== Segment start ==

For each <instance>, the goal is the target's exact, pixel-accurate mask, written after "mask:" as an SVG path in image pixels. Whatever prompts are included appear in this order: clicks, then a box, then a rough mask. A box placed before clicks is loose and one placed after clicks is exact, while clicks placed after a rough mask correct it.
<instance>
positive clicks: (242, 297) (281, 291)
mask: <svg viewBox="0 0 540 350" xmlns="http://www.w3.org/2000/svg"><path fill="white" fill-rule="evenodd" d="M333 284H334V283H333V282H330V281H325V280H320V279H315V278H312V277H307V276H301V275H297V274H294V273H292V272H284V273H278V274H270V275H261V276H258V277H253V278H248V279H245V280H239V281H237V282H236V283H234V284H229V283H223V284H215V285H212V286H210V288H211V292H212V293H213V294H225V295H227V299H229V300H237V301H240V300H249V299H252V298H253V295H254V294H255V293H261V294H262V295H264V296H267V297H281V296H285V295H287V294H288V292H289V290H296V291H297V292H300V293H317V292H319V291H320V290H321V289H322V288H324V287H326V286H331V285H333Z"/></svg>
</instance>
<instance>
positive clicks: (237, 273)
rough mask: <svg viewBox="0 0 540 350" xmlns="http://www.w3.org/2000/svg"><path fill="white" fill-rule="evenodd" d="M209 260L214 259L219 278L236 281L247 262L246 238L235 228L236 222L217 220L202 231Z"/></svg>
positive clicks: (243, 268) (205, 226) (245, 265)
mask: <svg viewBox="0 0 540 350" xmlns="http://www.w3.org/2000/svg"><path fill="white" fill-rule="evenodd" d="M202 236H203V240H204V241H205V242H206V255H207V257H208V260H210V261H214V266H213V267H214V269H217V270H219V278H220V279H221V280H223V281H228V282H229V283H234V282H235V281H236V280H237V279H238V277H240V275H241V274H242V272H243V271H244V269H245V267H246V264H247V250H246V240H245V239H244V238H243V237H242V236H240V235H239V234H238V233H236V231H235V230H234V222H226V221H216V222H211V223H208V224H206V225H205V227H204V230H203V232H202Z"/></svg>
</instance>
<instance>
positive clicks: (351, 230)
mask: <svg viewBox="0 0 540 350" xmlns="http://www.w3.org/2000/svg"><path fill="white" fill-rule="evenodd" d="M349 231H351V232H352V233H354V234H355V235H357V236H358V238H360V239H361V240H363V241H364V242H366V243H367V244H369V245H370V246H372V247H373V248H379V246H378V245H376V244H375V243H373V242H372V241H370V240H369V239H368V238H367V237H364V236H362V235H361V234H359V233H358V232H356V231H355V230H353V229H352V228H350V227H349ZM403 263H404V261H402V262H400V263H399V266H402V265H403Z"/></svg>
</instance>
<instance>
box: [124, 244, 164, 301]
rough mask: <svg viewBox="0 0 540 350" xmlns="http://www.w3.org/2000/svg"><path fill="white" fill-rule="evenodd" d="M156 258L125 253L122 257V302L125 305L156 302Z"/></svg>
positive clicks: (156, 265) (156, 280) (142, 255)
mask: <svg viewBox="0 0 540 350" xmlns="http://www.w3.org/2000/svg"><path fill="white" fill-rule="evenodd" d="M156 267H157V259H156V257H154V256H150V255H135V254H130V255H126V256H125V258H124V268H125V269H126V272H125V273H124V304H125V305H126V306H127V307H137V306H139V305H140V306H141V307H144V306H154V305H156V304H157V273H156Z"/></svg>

== Segment end ==

» **ASSIGNMENT**: Starting from the line that contains "positive clicks: (243, 268)", reproduce each line of the data exactly through the last one.

» **RESULT BELOW**:
positive clicks: (243, 268) (205, 226) (245, 265)
mask: <svg viewBox="0 0 540 350" xmlns="http://www.w3.org/2000/svg"><path fill="white" fill-rule="evenodd" d="M202 236H203V240H204V241H205V242H206V255H207V257H208V260H210V261H214V266H213V267H214V269H217V270H219V278H220V279H221V280H223V281H228V282H229V283H234V282H235V281H236V280H237V279H238V277H240V275H241V274H242V272H243V271H244V269H245V267H246V264H247V250H246V240H245V239H244V238H243V237H242V236H240V235H239V234H238V233H236V231H235V230H234V222H226V221H216V222H211V223H208V224H206V225H205V227H204V230H203V232H202Z"/></svg>
</instance>
<instance>
positive clicks: (351, 230)
mask: <svg viewBox="0 0 540 350" xmlns="http://www.w3.org/2000/svg"><path fill="white" fill-rule="evenodd" d="M349 231H351V232H352V233H354V234H355V235H357V236H358V238H360V239H361V240H363V241H364V242H366V243H367V244H369V245H370V246H372V247H373V248H379V246H378V245H376V244H375V243H373V242H372V241H370V240H369V239H368V238H367V237H364V236H362V235H361V234H359V233H358V232H356V231H355V230H353V229H352V228H350V227H349ZM403 263H404V261H402V262H400V263H399V266H402V265H403Z"/></svg>
</instance>
<instance>
box: [124, 244, 164, 301]
rough mask: <svg viewBox="0 0 540 350" xmlns="http://www.w3.org/2000/svg"><path fill="white" fill-rule="evenodd" d="M156 258L125 253L122 257V302L125 305L156 302Z"/></svg>
positive clicks: (156, 265) (156, 280) (142, 255)
mask: <svg viewBox="0 0 540 350" xmlns="http://www.w3.org/2000/svg"><path fill="white" fill-rule="evenodd" d="M156 267H157V259H156V257H154V256H150V255H135V254H130V255H126V256H125V258H124V268H125V269H126V272H125V273H124V304H125V305H126V306H127V307H137V306H139V305H140V306H141V307H144V306H154V305H156V304H157V273H156Z"/></svg>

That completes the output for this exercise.